Extract to read -
▼

This is the day when we were at a restaurant and once we received our food, there was too much going on for me to actually focus on eating. My mother then realized something was off about me.
In kindergarten I was slower than the rest of the kids in my class . I didn't understand the basics of math or why I was always getting yelled at by the teacher for not listening.
On this day I hit my forehead on a pole, which increased my ADHD because of the frontal lobe of the brain trauma.
This grade is when my grades started to decrease, and I started to become less focused and less organized.
There were some changes in my life, but this was one of my major changes that has affected my life since this day. My grades were at their lowest, my social abilities were growing weaker, I didn't understand why I was doing so bad.
This is the year when my life went from bad to even worse. From the moment my sister became introverted to the moment she took those pills. My sister's attempted suicide made my ADHD go out of control. I started having paranoia and anxiety.
The anxiety and the paranoia led me into something even worse. Depression. The year 2016 was filled with secrets and lies. I felt alone and scared of the things I was and still am capable to do to myself.

▲

Supplied entries -
▼

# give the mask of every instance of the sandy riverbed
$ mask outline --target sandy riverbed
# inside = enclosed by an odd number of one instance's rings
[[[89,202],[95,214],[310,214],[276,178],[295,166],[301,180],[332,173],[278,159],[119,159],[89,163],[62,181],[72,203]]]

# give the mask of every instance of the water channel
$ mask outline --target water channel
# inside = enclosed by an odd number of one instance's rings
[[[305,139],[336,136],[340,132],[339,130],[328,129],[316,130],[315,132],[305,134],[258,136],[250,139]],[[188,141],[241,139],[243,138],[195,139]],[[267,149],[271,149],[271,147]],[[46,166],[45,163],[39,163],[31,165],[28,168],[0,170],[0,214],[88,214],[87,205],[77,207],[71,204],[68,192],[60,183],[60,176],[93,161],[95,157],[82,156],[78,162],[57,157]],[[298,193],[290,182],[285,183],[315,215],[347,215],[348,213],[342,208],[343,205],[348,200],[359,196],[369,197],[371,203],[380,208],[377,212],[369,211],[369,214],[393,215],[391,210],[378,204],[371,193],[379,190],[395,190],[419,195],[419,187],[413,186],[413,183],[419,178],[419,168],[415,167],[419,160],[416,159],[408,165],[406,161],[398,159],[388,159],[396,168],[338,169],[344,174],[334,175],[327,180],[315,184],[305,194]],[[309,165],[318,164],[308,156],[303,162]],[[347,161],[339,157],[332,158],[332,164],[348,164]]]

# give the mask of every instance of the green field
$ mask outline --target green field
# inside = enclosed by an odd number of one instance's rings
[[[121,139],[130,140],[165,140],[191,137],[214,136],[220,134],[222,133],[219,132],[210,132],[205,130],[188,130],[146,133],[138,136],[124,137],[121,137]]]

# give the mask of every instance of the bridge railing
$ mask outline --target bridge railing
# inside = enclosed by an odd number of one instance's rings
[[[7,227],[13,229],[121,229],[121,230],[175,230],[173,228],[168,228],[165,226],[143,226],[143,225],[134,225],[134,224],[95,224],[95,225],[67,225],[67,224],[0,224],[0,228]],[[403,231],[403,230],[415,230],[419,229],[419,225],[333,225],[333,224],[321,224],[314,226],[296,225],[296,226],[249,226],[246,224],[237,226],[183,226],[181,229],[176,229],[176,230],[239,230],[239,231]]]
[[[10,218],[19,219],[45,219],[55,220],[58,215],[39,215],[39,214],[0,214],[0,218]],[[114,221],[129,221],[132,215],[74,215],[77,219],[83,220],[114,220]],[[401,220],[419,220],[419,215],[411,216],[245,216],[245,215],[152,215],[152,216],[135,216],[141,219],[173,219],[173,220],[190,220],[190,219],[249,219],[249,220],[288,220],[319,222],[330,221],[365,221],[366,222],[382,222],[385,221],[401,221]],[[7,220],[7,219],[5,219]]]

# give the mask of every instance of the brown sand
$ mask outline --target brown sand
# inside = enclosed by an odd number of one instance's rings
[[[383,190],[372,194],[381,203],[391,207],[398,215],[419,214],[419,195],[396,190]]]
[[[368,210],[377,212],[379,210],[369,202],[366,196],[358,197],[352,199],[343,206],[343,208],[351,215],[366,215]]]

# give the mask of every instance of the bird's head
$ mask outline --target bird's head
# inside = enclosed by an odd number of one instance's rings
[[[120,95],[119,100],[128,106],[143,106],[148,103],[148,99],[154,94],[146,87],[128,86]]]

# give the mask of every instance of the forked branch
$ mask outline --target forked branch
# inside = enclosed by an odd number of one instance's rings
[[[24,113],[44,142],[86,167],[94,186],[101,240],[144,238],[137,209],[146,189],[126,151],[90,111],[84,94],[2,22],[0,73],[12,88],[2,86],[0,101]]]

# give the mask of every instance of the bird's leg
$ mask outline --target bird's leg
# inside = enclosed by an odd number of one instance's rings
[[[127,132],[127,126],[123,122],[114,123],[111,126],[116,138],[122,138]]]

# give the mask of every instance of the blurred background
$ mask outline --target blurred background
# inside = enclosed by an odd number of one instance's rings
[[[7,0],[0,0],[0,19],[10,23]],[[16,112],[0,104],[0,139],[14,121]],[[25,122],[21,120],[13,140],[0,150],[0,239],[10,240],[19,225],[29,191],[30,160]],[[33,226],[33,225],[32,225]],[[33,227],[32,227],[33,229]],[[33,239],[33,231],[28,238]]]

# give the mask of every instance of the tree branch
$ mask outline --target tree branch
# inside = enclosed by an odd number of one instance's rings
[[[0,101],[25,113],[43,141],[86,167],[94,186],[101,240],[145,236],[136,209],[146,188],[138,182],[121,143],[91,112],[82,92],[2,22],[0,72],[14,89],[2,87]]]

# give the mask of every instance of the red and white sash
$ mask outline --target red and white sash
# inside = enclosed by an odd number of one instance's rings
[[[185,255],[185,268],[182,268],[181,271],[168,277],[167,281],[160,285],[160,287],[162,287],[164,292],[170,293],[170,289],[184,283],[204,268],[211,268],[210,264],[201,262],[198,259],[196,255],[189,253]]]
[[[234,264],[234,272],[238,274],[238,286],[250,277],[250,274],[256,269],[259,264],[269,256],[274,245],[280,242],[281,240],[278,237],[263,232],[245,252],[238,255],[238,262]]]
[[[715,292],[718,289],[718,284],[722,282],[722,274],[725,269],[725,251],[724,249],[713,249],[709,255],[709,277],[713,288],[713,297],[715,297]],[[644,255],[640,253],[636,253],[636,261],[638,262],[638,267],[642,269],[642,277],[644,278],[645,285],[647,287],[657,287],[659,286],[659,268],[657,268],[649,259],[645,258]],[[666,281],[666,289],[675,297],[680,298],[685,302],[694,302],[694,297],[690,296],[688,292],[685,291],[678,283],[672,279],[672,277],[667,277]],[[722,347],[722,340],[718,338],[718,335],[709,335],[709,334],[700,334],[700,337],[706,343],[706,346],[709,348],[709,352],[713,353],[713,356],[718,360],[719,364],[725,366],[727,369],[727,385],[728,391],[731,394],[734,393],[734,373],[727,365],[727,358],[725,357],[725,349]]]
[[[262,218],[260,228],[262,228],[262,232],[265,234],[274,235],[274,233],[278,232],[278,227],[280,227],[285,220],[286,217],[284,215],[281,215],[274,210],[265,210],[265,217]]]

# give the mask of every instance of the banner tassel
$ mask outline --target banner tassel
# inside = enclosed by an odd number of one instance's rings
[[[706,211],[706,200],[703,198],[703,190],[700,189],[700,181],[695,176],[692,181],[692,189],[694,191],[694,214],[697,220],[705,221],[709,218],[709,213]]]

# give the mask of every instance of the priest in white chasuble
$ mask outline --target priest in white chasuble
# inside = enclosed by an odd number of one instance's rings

▲

Parts of the exercise -
**a.** Answer these questions from the ADHD timeline, one per line:
(i) What did the writer hit their forehead on?
(ii) In kindergarten, what subject's basics did the writer not understand?
(iii) What did the anxiety and paranoia lead into?
**b.** Repeat the part of the ADHD timeline starting with "This is the year" and going on through "do to myself.".
**c.** Rewrite the paragraph of the ADHD timeline beginning "This is the year when my life went from bad to even worse" as a short list, keeping its main facts.

Solution list -
**a.**
(i) A pole
(ii) Math
(iii) Depression

**b.**
This is the year when my life went from bad to even worse. From the moment my sister became introverted to the moment she took those pills. My sister's attempted suicide made my ADHD go out of control. I started having paranoia and anxiety.
The anxiety and the paranoia led me into something even worse. Depression. The year 2016 was filled with secrets and lies. I felt alone and scared of the things I was and still am capable to do to myself.

**c.**
- My life went from bad to even worse this year.
- My sister became introverted and later took pills in a suicide attempt.
- Her attempt made my ADHD go out of control.
- I started having paranoia and anxiety.